• [Short exercise 1] Copy the rows verbatim, starting at the line that contains "In this exercise you will mark every instance of the man" and continuing through the end of the rows, with both ends included.
>> Start Article
Things I Would Like to do in Real Life That I’ve Only Seen On Screen

THE SPECTACULAR DANCE
I’m at some function, everyone’s dancing, but as soon as my partner and I start dancing, the crowd parts to watch and cheer us because we are choreographed to perfection and are SPECTACULAR!

Grease dance

I don’t think my one will be in a school gymnasium, but other than that, very similar

THE POOL CHALLENGE
I walk into a dive bar, I’m a stranger. Some jerk is playing pool with his jerky buddies. They make disparaging remarks about me, so I challenge the jerk to a game of pool. Him and his jerky buddies laugh, but he takes the challenge anyway. I totally thrash him while remaining super-cool at all times. At first he looks like he’s going to get angry, but at the last second his buddy touches him on the arm which miraculously turns him into Mr Super-Nice. He has a change of heart, smiles, congratulates me, and welcomes me to the bar.

Movie pool table

There’ll be a lot more people here at the time to watch my victory game

THE VENTILATION DUCT
I could have just listened at the door, but that’s no fun. Instead I crawl along the ventilation duct which positions me just above the room where the two baddies are having the crucial reveal-all conversation, which starts just as I arrive, and finishes when I move 1mm and create a creaking sound that makes them look up to exactly where I am. It’s ok though, I’ve got all the information I need to save the day.
>> End Article
• [Short exercise 2] Translate this sentence from the post about scenes seen on screen into Spanish: "He has a change of heart, smiles, congratulates me, and welcomes me to the bar."
>> Start Task material
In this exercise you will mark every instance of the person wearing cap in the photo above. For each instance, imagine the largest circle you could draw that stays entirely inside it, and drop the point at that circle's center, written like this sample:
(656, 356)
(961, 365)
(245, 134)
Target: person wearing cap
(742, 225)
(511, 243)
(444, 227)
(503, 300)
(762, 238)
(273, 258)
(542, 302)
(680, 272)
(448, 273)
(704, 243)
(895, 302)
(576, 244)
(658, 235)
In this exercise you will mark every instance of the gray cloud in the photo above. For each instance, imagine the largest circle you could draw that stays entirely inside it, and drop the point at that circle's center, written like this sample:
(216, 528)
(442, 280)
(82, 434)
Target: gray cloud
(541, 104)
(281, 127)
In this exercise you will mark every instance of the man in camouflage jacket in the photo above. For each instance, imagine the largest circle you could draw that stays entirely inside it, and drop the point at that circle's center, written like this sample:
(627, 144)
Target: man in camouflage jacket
>> End Task material
• [Full output 1]
In this exercise you will mark every instance of the man in camouflage jacket in the photo above. For each instance, imagine the largest circle you could draw that stays entirely inside it, and drop the point at that circle's center, written like this sample:
(627, 144)
Target: man in camouflage jacket

• [Full output 2] Cambia de opinión, sonríe, me felicita y me da la bienvenida al bar.